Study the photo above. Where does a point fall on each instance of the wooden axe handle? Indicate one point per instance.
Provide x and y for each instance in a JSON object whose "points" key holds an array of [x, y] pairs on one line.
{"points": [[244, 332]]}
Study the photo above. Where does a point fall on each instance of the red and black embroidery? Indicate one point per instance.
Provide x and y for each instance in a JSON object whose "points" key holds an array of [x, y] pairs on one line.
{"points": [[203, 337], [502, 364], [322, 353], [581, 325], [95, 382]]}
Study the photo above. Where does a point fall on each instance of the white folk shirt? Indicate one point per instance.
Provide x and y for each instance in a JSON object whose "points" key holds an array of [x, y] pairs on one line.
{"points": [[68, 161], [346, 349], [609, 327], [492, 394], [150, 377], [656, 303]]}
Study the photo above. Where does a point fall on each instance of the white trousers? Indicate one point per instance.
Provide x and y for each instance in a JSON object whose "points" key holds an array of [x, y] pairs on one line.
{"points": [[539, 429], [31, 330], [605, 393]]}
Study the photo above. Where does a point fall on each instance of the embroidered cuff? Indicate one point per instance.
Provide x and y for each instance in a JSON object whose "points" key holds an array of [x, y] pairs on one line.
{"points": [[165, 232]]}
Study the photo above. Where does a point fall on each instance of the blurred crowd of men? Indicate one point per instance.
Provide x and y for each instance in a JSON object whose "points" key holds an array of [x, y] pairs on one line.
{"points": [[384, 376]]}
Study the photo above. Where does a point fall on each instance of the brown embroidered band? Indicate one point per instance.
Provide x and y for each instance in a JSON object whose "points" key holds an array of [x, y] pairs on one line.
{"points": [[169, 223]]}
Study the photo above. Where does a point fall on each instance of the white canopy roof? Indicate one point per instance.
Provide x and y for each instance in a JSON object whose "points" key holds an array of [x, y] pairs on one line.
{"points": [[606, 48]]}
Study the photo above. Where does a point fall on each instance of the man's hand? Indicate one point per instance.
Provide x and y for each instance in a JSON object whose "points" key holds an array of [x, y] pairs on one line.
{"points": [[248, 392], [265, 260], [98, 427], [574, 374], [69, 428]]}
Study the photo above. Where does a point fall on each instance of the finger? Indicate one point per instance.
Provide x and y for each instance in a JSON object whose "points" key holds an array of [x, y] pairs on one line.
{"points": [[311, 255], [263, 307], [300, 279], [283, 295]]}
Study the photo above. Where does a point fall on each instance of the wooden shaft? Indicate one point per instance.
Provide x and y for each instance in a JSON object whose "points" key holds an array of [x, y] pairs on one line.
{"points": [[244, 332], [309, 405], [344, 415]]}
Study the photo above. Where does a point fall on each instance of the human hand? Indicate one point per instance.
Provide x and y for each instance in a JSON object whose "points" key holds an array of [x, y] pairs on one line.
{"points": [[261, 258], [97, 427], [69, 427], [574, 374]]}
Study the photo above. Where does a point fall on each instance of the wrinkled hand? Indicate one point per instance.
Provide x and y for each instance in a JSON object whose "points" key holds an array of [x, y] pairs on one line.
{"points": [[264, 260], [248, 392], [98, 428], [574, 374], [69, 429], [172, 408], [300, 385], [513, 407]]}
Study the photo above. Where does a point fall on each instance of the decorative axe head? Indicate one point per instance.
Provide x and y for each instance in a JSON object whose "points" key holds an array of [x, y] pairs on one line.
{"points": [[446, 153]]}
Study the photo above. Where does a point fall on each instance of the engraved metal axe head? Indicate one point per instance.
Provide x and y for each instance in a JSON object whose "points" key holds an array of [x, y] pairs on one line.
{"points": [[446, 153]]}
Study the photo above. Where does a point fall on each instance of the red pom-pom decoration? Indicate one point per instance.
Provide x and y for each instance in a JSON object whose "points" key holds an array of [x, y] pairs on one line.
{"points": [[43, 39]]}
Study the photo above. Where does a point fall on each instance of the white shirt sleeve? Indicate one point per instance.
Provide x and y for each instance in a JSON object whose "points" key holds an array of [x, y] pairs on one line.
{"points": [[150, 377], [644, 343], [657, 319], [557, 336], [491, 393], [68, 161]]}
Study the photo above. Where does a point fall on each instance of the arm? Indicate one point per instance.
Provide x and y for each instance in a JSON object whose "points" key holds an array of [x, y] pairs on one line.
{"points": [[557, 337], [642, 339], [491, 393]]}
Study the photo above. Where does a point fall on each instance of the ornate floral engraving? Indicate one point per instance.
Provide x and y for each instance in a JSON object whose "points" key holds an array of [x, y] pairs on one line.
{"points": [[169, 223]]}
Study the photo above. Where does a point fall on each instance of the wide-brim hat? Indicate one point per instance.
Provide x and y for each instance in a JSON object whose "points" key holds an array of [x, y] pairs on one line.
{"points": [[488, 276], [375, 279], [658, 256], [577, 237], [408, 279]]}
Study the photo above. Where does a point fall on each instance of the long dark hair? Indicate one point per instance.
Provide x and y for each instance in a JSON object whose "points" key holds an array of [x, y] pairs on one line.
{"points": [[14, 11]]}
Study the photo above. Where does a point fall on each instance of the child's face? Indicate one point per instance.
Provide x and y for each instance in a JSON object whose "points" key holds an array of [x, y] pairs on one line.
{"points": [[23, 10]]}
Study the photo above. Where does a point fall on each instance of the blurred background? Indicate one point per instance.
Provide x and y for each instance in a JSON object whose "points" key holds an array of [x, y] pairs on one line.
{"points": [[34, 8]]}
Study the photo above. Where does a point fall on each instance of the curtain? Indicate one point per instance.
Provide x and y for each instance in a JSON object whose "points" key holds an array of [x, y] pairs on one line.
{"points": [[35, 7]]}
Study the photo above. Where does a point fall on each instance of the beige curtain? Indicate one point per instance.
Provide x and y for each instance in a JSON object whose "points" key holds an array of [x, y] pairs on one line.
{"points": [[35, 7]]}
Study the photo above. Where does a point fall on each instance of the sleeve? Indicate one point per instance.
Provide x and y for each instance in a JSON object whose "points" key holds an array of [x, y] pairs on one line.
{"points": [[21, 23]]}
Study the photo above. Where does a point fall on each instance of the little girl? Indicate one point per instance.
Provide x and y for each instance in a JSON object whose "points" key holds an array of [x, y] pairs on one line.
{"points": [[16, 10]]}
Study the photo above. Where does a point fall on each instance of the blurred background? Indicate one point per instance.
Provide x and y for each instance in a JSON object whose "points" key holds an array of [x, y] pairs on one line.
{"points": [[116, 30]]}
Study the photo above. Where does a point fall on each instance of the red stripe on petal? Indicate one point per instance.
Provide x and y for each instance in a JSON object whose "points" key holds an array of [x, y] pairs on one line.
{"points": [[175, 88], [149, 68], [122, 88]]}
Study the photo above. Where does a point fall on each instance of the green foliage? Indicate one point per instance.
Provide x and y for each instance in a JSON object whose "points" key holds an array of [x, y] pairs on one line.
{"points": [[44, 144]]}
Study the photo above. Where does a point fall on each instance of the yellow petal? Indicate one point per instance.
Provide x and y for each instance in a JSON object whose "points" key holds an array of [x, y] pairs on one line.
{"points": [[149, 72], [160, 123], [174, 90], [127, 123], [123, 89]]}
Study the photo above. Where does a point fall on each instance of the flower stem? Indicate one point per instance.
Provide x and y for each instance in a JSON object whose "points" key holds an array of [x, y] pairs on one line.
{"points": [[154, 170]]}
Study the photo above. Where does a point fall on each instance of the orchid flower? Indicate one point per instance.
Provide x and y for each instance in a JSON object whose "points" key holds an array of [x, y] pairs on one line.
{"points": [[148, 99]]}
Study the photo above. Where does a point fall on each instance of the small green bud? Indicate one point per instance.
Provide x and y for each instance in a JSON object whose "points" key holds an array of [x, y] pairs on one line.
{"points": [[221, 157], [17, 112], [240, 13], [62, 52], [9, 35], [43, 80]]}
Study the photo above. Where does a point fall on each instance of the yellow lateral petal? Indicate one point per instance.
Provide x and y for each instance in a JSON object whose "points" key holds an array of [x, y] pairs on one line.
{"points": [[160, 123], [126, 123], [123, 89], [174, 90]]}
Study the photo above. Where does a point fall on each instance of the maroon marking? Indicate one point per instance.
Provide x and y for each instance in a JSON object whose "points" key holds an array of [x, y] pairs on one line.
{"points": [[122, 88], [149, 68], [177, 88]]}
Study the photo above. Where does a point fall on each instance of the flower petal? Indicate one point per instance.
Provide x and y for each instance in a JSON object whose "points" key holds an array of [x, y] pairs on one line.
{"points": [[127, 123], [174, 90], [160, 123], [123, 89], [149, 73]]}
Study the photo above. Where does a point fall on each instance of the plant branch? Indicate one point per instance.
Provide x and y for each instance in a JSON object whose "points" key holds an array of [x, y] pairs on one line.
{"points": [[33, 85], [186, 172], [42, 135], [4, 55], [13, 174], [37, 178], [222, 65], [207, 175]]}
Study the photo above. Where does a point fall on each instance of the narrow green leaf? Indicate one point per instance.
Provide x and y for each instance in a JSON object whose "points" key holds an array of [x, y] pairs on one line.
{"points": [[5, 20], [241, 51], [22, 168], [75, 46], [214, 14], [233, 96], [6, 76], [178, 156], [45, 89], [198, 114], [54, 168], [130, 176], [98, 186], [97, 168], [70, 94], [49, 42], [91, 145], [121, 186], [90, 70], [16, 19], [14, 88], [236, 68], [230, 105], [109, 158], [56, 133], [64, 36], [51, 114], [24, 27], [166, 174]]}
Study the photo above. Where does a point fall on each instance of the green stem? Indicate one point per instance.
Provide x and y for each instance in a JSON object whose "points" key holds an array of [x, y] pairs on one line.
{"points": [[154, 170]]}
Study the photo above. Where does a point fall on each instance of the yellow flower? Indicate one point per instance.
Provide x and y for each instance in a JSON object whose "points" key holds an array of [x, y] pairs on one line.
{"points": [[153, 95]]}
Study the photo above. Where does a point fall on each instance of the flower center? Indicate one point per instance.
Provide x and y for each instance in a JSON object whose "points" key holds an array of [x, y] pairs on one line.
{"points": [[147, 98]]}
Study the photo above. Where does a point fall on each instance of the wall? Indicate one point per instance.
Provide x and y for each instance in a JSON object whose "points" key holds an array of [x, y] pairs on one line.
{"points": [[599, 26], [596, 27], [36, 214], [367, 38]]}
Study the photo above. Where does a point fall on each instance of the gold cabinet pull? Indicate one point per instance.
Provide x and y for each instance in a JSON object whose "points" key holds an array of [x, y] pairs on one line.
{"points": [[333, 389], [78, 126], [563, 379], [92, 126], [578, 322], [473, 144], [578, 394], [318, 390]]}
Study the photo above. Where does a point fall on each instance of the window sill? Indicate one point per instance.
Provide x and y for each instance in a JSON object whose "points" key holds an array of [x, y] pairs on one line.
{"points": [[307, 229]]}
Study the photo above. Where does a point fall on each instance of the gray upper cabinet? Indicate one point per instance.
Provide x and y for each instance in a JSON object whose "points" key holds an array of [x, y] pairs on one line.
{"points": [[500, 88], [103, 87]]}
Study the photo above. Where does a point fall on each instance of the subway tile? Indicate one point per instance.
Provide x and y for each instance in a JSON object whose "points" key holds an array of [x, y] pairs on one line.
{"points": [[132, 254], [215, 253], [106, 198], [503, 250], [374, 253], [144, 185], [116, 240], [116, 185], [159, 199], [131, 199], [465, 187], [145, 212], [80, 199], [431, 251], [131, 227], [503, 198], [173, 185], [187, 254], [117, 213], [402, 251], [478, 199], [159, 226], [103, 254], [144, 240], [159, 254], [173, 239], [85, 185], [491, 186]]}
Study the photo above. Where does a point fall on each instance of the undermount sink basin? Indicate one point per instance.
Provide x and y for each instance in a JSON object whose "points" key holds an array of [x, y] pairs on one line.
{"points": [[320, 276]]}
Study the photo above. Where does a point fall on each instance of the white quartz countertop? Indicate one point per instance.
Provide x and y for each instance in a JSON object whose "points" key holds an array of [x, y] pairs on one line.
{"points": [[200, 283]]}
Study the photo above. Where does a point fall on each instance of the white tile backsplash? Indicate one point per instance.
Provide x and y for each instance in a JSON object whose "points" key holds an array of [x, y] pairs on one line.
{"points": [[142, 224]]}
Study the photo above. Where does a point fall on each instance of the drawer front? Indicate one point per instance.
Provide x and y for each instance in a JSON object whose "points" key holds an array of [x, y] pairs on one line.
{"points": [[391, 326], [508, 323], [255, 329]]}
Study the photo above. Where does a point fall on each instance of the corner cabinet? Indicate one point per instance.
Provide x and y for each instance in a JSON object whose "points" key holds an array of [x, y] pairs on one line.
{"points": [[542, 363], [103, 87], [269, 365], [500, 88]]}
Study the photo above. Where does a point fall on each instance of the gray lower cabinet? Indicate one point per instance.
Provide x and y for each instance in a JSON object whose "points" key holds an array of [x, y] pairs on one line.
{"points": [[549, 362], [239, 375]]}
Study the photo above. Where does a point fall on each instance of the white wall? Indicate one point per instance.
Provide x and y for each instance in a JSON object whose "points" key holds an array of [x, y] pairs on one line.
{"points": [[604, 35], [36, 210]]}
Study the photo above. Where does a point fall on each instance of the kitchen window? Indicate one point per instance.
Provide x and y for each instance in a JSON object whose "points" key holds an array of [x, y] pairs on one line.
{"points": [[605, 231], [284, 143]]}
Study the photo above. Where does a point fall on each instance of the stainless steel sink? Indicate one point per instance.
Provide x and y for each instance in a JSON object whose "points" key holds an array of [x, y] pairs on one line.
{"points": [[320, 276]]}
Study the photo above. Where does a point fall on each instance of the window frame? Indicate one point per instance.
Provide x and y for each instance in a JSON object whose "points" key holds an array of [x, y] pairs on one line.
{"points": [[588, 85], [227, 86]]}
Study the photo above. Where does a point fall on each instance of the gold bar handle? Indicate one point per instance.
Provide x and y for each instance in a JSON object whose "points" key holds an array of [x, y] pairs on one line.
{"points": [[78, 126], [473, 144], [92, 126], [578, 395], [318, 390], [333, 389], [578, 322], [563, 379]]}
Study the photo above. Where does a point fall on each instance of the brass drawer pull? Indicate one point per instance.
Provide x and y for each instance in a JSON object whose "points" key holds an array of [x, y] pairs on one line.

# # # # #

- TASK BRIEF:
Give again the lines from the line holding "sink? Indicate one point per instance." through the close of the listing, both included, exactly as written and with nothing else.

- FINAL RESULT:
Study the photo above. Where does a point fall on each instance of the stainless steel sink? Indicate one point per instance.
Provide x and y for each instance in a JSON object whose "points" key holds an array of [x, y] pairs on one line.
{"points": [[320, 276]]}
Study the photo above. Where does a point fall on each instance of the window frame? Indicate one point per instance.
Provide x and y for each instance in a JSON object whose "points" key holds an array of [x, y] pairs on one line.
{"points": [[588, 85], [227, 86]]}
Study the photo above. Where does a point fall on each instance of the gold bar handle? Indicate one point per instance.
Provide x and y for each instance in a JSON object whose "points" key holds an array of [x, y] pairs on one line.
{"points": [[78, 126], [473, 144], [92, 126], [578, 395], [318, 390], [333, 389], [578, 322], [563, 379]]}
Study the photo above. Where does a point fall on each instance of the brass drawer pull? Indicate one point per instance.
Provide x and y for each instance in a JSON object whose "points" key holds an array of [x, y] pairs on one line.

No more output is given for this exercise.